What you will do
Reproduce the material below word for word, keeping every line unchanged and in order.

--- START OF Data provided ---

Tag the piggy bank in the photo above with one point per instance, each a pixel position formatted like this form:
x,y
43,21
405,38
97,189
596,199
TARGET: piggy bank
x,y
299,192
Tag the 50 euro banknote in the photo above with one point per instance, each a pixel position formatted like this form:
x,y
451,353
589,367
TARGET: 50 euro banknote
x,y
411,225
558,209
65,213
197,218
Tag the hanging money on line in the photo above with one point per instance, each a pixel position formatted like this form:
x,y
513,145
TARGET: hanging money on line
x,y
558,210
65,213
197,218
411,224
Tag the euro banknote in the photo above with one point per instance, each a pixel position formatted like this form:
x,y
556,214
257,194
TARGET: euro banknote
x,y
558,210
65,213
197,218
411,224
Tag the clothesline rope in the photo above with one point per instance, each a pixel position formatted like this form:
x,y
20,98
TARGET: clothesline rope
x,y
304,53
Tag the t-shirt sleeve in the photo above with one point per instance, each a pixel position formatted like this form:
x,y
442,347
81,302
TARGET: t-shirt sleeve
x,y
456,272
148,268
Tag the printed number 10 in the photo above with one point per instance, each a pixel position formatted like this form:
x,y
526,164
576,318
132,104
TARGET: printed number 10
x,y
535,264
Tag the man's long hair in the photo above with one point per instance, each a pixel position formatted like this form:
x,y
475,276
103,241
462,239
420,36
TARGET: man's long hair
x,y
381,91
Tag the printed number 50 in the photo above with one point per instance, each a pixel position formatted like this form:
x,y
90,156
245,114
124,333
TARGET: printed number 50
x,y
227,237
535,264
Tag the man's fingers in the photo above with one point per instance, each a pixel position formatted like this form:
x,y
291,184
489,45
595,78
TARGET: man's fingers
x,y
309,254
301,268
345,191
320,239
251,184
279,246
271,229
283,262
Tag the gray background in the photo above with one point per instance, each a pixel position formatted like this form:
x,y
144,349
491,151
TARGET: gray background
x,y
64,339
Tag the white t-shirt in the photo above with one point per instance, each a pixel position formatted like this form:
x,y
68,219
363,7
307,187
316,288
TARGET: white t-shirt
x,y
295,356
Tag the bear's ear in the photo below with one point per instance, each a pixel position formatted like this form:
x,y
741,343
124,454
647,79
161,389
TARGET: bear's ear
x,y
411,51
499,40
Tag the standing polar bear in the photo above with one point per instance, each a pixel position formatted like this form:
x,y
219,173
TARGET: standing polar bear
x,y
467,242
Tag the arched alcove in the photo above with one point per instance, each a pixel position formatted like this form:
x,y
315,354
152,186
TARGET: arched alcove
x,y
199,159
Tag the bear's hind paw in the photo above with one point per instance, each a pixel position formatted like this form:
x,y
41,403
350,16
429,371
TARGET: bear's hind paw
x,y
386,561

--- END OF Data provided ---

Exercise output
Tag the piggy bank in the photo above with one point per instance, each a pixel position formatted like this form:
x,y
43,21
405,38
97,189
596,199
TARGET: piggy bank
x,y
299,192
Tag the 50 euro banknote in the photo above with one point per instance, each a pixel position formatted like this form:
x,y
451,353
589,367
TARGET: 50 euro banknote
x,y
411,225
558,209
65,213
197,218
Tag the hanging money on line in the photo above with one point per instance, each a pixel position formatted like this form:
x,y
513,145
TARGET: hanging money on line
x,y
558,210
65,213
197,218
411,224
Tag the euro banknote in the photo above with one point per instance, each a pixel position formatted like this form:
x,y
556,214
257,194
TARGET: euro banknote
x,y
558,210
65,213
197,218
411,224
Tag the clothesline rope in the photo above with one point per instance, each a pixel position formatted like this form:
x,y
20,98
TARGET: clothesline rope
x,y
304,53
Tag the t-shirt sleeve in the photo above with one point per instance, each a pixel position formatted like this form:
x,y
442,347
81,302
TARGET: t-shirt sleeve
x,y
456,272
148,268
Tag the printed number 10 in the photo above with one point per instance, each a pixel position formatted like this form:
x,y
526,164
576,318
132,104
TARGET: printed number 10
x,y
535,264
Tag the man's long hair in the photo above with one point per instance, each a pixel position formatted like this form:
x,y
475,276
103,241
462,239
420,36
TARGET: man's long hair
x,y
381,91
Tag the printed number 50 in the photo above with one point per instance, each a pixel position formatted like this form:
x,y
90,156
245,114
124,333
TARGET: printed number 50
x,y
227,237
535,264
Tag the man's fingers in the photo above with one point per instance, each a pixel position formatted like this form:
x,y
291,184
489,45
595,78
TARGET: man's fingers
x,y
309,254
301,268
345,191
320,239
251,184
279,246
271,229
283,262
Tag the gray background in the photo above with one point per instance, each a pixel position formatted like this form:
x,y
144,349
491,151
TARGET: gray background
x,y
64,339
Tag the white t-shirt in the photo above with one point per instance, each a pixel position formatted like this form:
x,y
68,219
363,7
307,187
316,288
TARGET: white t-shirt
x,y
295,356
Tag the bear's ear in the photo below with one point per instance, each a pixel position formatted like this form:
x,y
741,343
124,454
647,79
161,389
TARGET: bear's ear
x,y
411,51
499,40
Tag the standing polar bear in the photo above with one point per instance, each a pixel position formatted like this form:
x,y
219,173
TARGET: standing polar bear
x,y
467,242
Tag the arched alcove in the photo above with one point per instance, each a pixel position formatted like this form:
x,y
315,354
152,186
TARGET: arched alcove
x,y
199,159
Tag the bear's hind paw in the photo above with one point per instance, each a pixel position formatted like this form:
x,y
41,403
350,16
429,371
TARGET: bear's hind paw
x,y
386,561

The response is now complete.